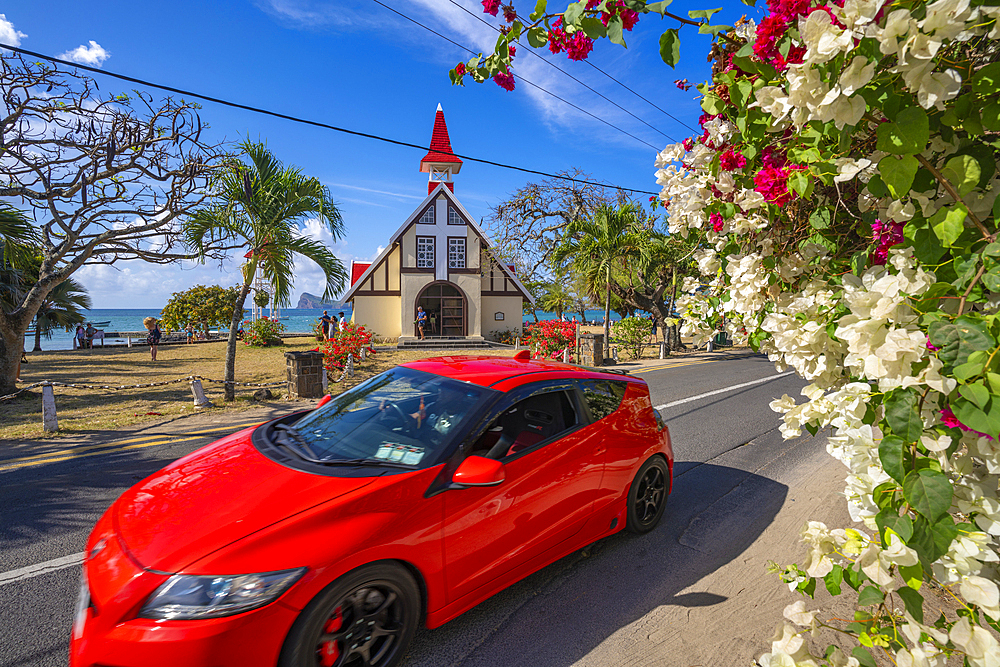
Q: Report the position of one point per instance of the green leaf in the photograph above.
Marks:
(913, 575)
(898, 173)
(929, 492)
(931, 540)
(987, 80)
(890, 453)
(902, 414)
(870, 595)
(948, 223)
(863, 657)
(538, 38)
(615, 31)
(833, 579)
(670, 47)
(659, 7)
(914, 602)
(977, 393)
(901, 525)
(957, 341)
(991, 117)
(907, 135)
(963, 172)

※

Short problem: Render every line of the records above as a JSON list of strings, one string per line, skipping blank lines and leaving out the picture.

Response to the exercise:
[
  "Q: Report the position of one point per instance of the green leaf in the photograph above.",
  "Marks:",
  "(913, 575)",
  "(898, 173)",
  "(929, 492)",
  "(931, 540)",
  "(987, 80)",
  "(890, 453)",
  "(902, 414)",
  "(870, 595)",
  "(948, 223)",
  "(863, 657)",
  "(538, 38)",
  "(615, 31)",
  "(833, 579)",
  "(670, 47)",
  "(659, 7)",
  "(914, 602)",
  "(977, 393)",
  "(901, 525)",
  "(957, 341)",
  "(991, 117)",
  "(907, 135)",
  "(963, 172)"
]